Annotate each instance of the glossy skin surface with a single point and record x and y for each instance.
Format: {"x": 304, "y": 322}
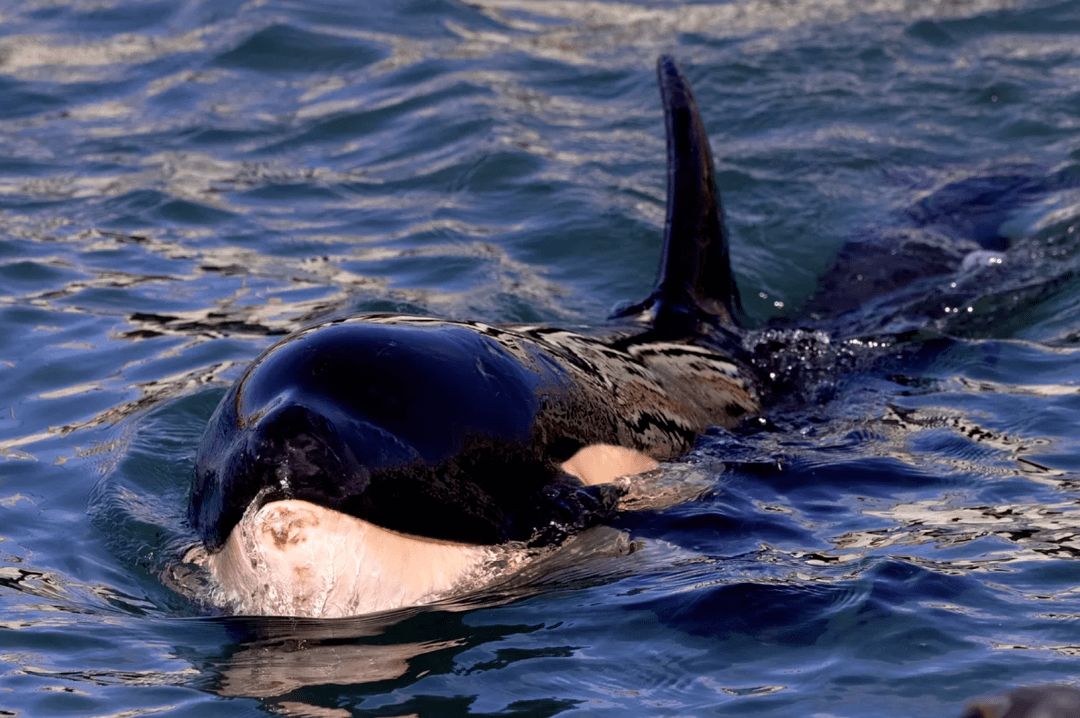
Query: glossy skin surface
{"x": 451, "y": 431}
{"x": 458, "y": 431}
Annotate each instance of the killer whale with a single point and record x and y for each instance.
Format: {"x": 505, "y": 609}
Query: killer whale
{"x": 428, "y": 441}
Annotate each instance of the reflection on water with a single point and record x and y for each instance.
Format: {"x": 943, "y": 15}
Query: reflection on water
{"x": 180, "y": 183}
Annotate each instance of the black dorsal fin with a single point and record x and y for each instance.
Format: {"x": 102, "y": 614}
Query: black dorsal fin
{"x": 694, "y": 282}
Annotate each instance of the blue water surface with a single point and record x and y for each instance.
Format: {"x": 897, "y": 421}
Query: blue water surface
{"x": 183, "y": 180}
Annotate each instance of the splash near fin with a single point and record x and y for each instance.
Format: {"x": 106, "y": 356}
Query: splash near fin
{"x": 694, "y": 282}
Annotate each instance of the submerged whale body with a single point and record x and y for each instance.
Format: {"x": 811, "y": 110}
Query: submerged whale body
{"x": 380, "y": 461}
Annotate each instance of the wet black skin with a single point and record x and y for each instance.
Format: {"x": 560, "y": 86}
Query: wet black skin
{"x": 430, "y": 431}
{"x": 456, "y": 431}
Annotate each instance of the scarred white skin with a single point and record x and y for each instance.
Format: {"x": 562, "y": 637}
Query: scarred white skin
{"x": 297, "y": 558}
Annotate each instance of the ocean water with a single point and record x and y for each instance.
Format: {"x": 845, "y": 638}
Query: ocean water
{"x": 181, "y": 181}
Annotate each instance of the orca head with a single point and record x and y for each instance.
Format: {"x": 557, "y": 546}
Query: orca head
{"x": 422, "y": 430}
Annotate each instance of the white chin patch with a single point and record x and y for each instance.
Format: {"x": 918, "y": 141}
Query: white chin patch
{"x": 602, "y": 463}
{"x": 297, "y": 558}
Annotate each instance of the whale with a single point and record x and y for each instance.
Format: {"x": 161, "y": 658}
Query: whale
{"x": 385, "y": 460}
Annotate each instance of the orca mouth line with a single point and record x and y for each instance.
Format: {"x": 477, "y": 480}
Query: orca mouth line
{"x": 456, "y": 433}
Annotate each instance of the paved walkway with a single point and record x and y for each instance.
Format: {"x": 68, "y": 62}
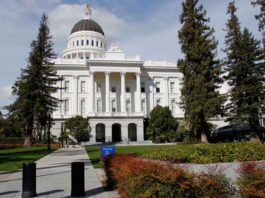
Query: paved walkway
{"x": 54, "y": 177}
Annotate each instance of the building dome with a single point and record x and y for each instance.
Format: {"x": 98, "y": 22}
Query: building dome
{"x": 87, "y": 25}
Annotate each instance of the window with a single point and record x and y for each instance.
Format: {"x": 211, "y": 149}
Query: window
{"x": 143, "y": 106}
{"x": 98, "y": 88}
{"x": 158, "y": 102}
{"x": 157, "y": 87}
{"x": 113, "y": 106}
{"x": 66, "y": 106}
{"x": 83, "y": 111}
{"x": 99, "y": 106}
{"x": 128, "y": 106}
{"x": 113, "y": 89}
{"x": 66, "y": 86}
{"x": 172, "y": 87}
{"x": 142, "y": 87}
{"x": 173, "y": 106}
{"x": 83, "y": 86}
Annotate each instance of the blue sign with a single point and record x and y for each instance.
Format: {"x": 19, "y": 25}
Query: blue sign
{"x": 107, "y": 150}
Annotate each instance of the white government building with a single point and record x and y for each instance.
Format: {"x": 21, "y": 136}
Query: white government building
{"x": 116, "y": 92}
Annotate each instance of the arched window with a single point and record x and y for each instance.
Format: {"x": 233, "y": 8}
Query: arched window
{"x": 99, "y": 106}
{"x": 113, "y": 104}
{"x": 83, "y": 110}
{"x": 128, "y": 106}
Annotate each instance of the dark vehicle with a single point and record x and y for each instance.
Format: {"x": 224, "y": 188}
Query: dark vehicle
{"x": 234, "y": 133}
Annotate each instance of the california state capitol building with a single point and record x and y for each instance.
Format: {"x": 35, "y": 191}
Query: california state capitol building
{"x": 115, "y": 91}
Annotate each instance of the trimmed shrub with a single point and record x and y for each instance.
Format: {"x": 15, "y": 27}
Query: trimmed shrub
{"x": 251, "y": 182}
{"x": 136, "y": 177}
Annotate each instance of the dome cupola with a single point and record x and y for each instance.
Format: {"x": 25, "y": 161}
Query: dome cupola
{"x": 86, "y": 39}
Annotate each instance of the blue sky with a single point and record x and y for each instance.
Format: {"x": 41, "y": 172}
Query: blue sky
{"x": 141, "y": 27}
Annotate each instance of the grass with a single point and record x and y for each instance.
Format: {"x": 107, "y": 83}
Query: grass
{"x": 94, "y": 151}
{"x": 13, "y": 159}
{"x": 189, "y": 153}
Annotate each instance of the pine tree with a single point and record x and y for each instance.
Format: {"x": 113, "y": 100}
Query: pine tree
{"x": 201, "y": 70}
{"x": 245, "y": 74}
{"x": 34, "y": 87}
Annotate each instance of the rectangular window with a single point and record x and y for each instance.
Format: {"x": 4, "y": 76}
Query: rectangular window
{"x": 158, "y": 102}
{"x": 143, "y": 106}
{"x": 113, "y": 106}
{"x": 98, "y": 88}
{"x": 142, "y": 87}
{"x": 83, "y": 107}
{"x": 83, "y": 86}
{"x": 172, "y": 87}
{"x": 157, "y": 87}
{"x": 66, "y": 86}
{"x": 66, "y": 106}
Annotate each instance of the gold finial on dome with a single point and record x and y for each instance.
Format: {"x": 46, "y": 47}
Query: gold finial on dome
{"x": 88, "y": 12}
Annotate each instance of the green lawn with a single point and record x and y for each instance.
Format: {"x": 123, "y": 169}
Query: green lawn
{"x": 13, "y": 159}
{"x": 94, "y": 151}
{"x": 189, "y": 153}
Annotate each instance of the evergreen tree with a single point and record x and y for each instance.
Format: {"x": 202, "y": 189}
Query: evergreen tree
{"x": 245, "y": 74}
{"x": 162, "y": 125}
{"x": 34, "y": 87}
{"x": 201, "y": 70}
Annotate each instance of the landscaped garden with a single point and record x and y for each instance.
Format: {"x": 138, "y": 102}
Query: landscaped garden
{"x": 13, "y": 159}
{"x": 189, "y": 153}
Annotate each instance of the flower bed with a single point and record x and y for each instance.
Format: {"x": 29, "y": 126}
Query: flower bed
{"x": 209, "y": 153}
{"x": 136, "y": 177}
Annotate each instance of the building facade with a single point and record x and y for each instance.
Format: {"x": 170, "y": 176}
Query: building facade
{"x": 115, "y": 91}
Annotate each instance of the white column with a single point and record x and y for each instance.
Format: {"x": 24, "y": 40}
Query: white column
{"x": 138, "y": 93}
{"x": 124, "y": 133}
{"x": 166, "y": 91}
{"x": 108, "y": 133}
{"x": 91, "y": 93}
{"x": 75, "y": 99}
{"x": 107, "y": 110}
{"x": 123, "y": 108}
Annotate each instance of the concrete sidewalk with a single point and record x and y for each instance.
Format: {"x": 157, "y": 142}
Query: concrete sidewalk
{"x": 54, "y": 177}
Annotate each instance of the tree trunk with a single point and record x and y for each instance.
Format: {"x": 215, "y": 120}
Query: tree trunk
{"x": 27, "y": 142}
{"x": 204, "y": 138}
{"x": 254, "y": 137}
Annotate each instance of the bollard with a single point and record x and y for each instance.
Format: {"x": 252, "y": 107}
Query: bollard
{"x": 78, "y": 179}
{"x": 29, "y": 180}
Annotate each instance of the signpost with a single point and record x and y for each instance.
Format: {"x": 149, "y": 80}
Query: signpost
{"x": 107, "y": 150}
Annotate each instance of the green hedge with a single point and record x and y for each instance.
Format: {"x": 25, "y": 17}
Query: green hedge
{"x": 209, "y": 153}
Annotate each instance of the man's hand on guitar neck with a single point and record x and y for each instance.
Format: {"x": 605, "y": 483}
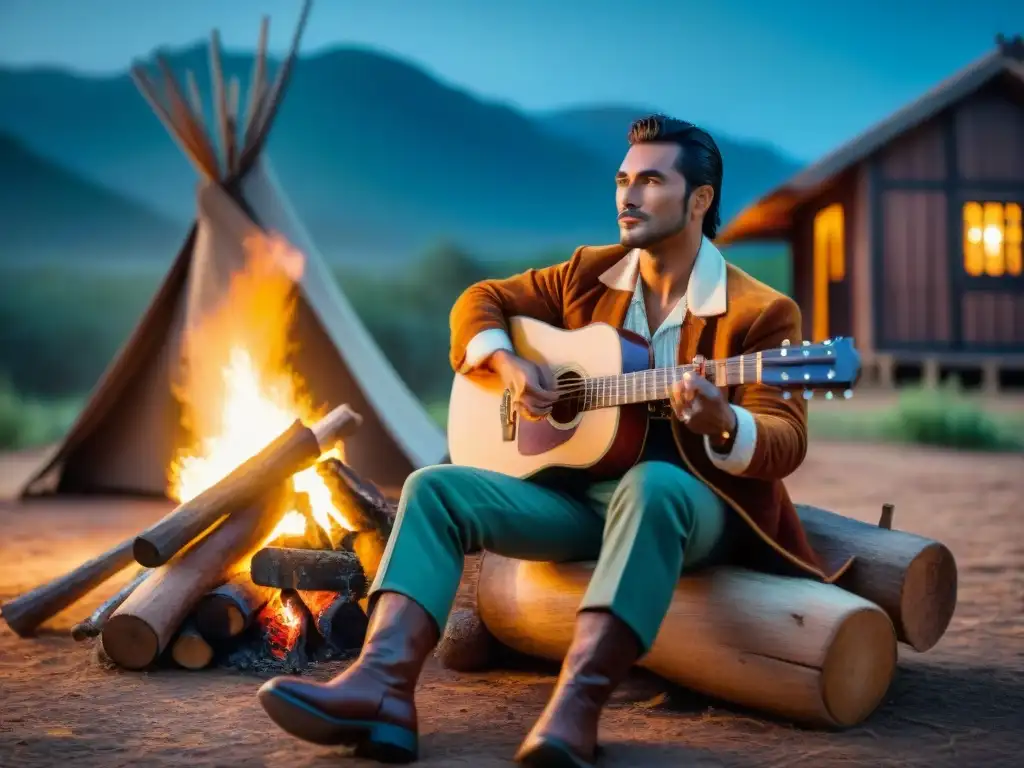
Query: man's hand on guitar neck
{"x": 532, "y": 386}
{"x": 702, "y": 408}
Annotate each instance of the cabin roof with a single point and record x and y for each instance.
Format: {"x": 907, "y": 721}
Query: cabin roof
{"x": 771, "y": 216}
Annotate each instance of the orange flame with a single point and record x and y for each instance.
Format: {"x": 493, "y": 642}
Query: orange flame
{"x": 239, "y": 391}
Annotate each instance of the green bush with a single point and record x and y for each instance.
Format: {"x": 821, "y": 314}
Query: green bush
{"x": 945, "y": 417}
{"x": 26, "y": 422}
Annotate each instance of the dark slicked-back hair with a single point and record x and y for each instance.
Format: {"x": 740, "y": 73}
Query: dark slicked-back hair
{"x": 699, "y": 160}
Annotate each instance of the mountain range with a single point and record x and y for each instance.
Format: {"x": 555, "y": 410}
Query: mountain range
{"x": 378, "y": 157}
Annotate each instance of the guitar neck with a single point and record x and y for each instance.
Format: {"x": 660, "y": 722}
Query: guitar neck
{"x": 655, "y": 384}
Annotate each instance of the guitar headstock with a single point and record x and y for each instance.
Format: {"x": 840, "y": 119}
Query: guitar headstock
{"x": 830, "y": 367}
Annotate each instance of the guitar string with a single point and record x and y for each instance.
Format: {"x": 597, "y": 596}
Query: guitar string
{"x": 629, "y": 382}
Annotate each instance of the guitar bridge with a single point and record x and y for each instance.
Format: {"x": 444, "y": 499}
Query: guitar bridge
{"x": 507, "y": 414}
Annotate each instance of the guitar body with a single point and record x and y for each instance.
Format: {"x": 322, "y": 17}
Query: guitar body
{"x": 484, "y": 430}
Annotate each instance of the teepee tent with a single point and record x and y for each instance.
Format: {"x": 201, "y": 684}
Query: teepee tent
{"x": 127, "y": 434}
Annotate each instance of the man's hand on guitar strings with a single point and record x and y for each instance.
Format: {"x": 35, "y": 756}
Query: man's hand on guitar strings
{"x": 702, "y": 408}
{"x": 532, "y": 386}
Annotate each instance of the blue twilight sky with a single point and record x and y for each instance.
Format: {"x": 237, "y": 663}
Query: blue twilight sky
{"x": 804, "y": 75}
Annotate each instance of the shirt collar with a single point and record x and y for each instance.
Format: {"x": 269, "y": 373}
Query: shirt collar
{"x": 706, "y": 293}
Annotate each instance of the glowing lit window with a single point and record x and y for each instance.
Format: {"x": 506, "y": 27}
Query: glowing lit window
{"x": 992, "y": 240}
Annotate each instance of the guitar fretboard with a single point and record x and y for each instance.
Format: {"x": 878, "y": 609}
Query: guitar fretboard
{"x": 655, "y": 384}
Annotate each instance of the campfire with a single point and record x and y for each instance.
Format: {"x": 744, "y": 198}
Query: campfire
{"x": 265, "y": 561}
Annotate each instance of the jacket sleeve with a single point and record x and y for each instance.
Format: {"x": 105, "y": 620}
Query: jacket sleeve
{"x": 771, "y": 431}
{"x": 479, "y": 316}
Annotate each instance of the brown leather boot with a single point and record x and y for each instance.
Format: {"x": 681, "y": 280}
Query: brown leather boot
{"x": 371, "y": 705}
{"x": 603, "y": 649}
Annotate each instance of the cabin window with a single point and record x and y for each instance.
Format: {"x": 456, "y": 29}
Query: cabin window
{"x": 828, "y": 241}
{"x": 829, "y": 264}
{"x": 992, "y": 240}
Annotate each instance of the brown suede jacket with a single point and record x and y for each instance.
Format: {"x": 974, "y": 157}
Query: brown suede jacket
{"x": 729, "y": 313}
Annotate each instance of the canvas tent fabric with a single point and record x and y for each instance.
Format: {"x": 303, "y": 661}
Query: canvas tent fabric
{"x": 129, "y": 431}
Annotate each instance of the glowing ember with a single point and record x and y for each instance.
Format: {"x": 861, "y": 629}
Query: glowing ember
{"x": 283, "y": 625}
{"x": 239, "y": 392}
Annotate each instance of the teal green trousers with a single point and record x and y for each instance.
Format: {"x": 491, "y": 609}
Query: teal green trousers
{"x": 643, "y": 530}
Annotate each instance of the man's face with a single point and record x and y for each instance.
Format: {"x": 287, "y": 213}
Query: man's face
{"x": 650, "y": 196}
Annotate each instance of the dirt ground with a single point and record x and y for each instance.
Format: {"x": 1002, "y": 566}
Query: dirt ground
{"x": 960, "y": 705}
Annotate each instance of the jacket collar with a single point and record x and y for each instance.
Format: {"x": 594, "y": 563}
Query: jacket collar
{"x": 706, "y": 294}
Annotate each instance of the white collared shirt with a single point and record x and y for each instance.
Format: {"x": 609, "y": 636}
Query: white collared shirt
{"x": 665, "y": 341}
{"x": 706, "y": 296}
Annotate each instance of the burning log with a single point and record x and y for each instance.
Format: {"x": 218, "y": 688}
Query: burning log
{"x": 332, "y": 570}
{"x": 297, "y": 449}
{"x": 359, "y": 501}
{"x": 338, "y": 619}
{"x": 286, "y": 630}
{"x": 805, "y": 650}
{"x": 92, "y": 626}
{"x": 911, "y": 578}
{"x": 27, "y": 611}
{"x": 229, "y": 609}
{"x": 369, "y": 546}
{"x": 190, "y": 649}
{"x": 141, "y": 628}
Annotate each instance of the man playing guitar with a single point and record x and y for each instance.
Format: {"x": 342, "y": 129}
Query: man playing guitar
{"x": 708, "y": 486}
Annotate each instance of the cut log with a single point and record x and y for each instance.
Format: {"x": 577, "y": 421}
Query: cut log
{"x": 357, "y": 500}
{"x": 466, "y": 645}
{"x": 230, "y": 608}
{"x": 911, "y": 578}
{"x": 308, "y": 569}
{"x": 92, "y": 626}
{"x": 140, "y": 629}
{"x": 369, "y": 546}
{"x": 190, "y": 649}
{"x": 297, "y": 449}
{"x": 26, "y": 612}
{"x": 798, "y": 648}
{"x": 338, "y": 619}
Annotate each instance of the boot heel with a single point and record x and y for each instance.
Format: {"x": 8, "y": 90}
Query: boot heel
{"x": 389, "y": 743}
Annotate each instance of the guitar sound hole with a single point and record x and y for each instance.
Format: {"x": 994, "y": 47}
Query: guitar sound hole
{"x": 570, "y": 403}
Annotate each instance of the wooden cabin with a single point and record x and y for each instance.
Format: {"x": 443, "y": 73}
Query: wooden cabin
{"x": 908, "y": 238}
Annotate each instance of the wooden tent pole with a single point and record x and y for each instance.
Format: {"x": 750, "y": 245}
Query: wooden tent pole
{"x": 257, "y": 85}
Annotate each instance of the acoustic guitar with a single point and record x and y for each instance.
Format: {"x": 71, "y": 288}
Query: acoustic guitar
{"x": 608, "y": 392}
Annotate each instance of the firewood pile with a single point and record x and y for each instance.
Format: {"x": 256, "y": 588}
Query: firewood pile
{"x": 215, "y": 585}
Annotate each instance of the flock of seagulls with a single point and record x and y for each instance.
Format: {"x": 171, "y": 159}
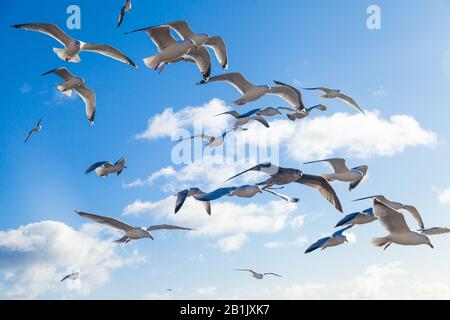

········

[WHAT YOU WILL DO]
Report every line above that contains the word "bollard", copying each one in full.

[CORRECT ANSWER]
Annotate each instance of the bollard with a single point and record x and y for each instance.
Query: bollard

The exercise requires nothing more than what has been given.